Pour maîtriser concrètement leur avenir en Europe, les citoyens doivent également avoir accès à toute information nécessaire à la prise de décision. Or, bien que les institutions européennes, soumises à certaines obligations, jouent davantage la carte de la transparence que la plupart des États européens, l'information ne parvient pas à susciter la participation des citoyens au projet européen. L'UE est trop absente des établissements d'enseignement comme des programmes audiovisuels. Par ailleurs, elle est encore bien trop souvent le bouc-émissaire des États membres dès lors que sont mises en œuvre sur les territoires nationaux des politiques impopulaires. Parallèlement, lorsqu'une une action européenne est bien perçue par la population, elle est régulièrement récupérée politiquement par des élus ou gouvernants nationaux qui ne pensent que trop rarement « européen ».
Une médiatisation au niveau continental de toute action européenne, via des médias réellement européens, aurait un impact particulièrement positif sur la formation d'une identité commune et décrédibiliserait certaines utilisations politiciennes. L'obstacle de la langue est évidemment un frein à l'émergence de médias grand public européen, mais ne doit pas l'empêcher. Il faut être volontariste sur ce sujet, favoriser tous les projets de médias ayant vocation à « penser européens » et à s'adresser à tous les européens. Si nécessaire l'UE devra servir de soutien ne serait-ce que pour garantir l'indépendance de ces titres. De même, il serait pertinent de créer au niveau local des missions d’information permanente sur l’Europe (du type mouvement européen, trop méconnu) .Celles-ci pourraient être confiées à des associations pluralistes et ouvertes, qui au niveau européen formeraient un réseau avec leurs homologues de chaque État membre. Au niveau institutionnel, on peut envisager la création de délégations nationales rattachées aux différents ministres des affaires Européennes pour impulser ce dialogue européen de proximité. Enfin, le renforcement de la présence de la symbolique européenne – le drapeau, l’hymne – est essentiel car il contribuera au sentiment d’appartenance à une communauté transnationale. L'euro crée aussi un lien entre les citoyens de l’Union et porte une dimension symbolique importante. Mais celle-ci reste bien trop faible, en raison de la hausse des prix liée au passage à l’euro, de l'absence d'une politique économique commune, et de la mise en cause (souvent injuste) récurrente de la monnaie unique dès lors qu'une situation économique nationale se dégrade. La plupart des pistes ici envisagées sont évoquées depuis de nombreuses années sans qu'aucune ne soit réellement engagée. Tout au long de la présidence française de l'Union, le parti socialiste -avec ses homologues européen et le PSE- se devra d'être présent pour défendre les moyens permettant l'émergence d'une conscience collective européenne, préalable indispensable à une Europe politique.

→ ENTRÉES FOURNIES:

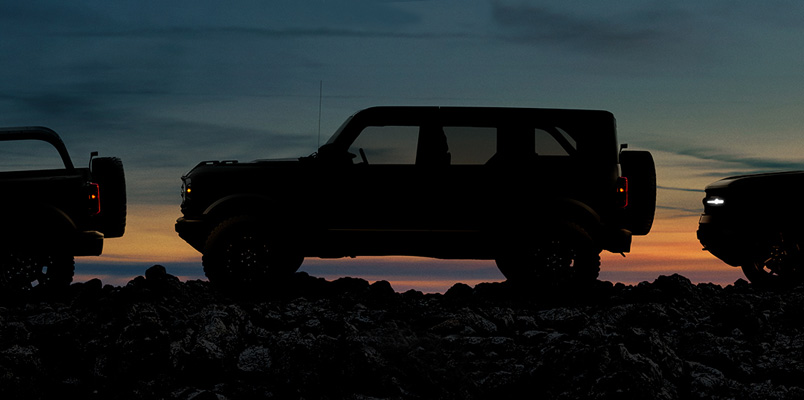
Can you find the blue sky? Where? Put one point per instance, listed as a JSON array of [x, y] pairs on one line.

--

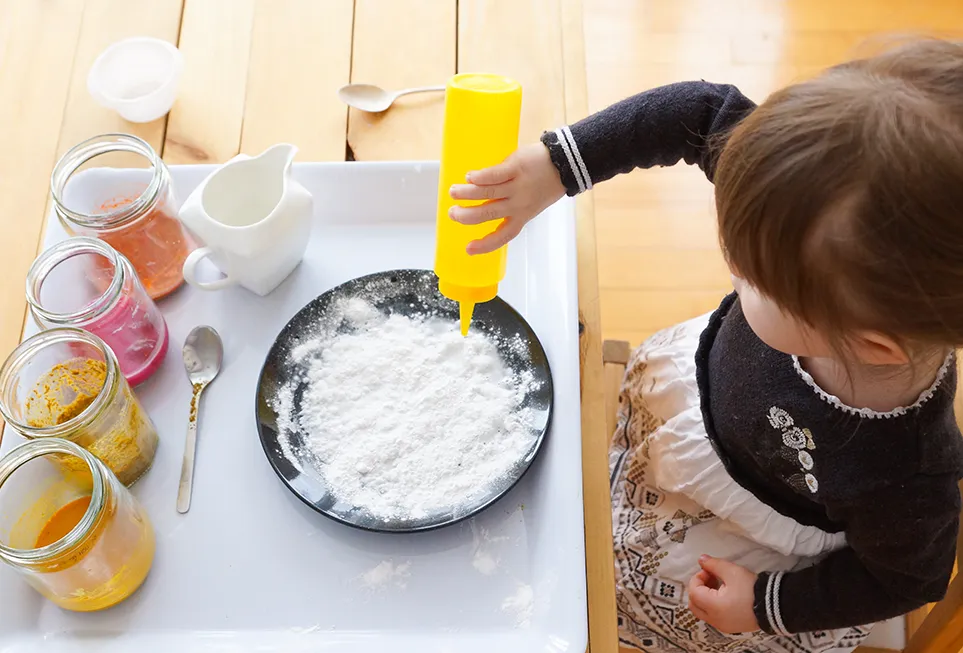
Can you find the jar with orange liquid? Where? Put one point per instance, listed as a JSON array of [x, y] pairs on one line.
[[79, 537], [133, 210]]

→ ÉNONCÉ DU PROBLÈME: D'après l'extrait du texte, pourquoi la dimension symbolique de l'euro reste-t-elle bien trop faible ? Énumérez toutes les raisons citées.

→ SOLUTION PROPOSÉE:
- la hausse des prix liée au passage à l'euro
- l'absence d'une politique économique commune
- la mise en cause (souvent injuste) récurrente de la monnaie unique dès lors qu'une situation économique nationale se dégrade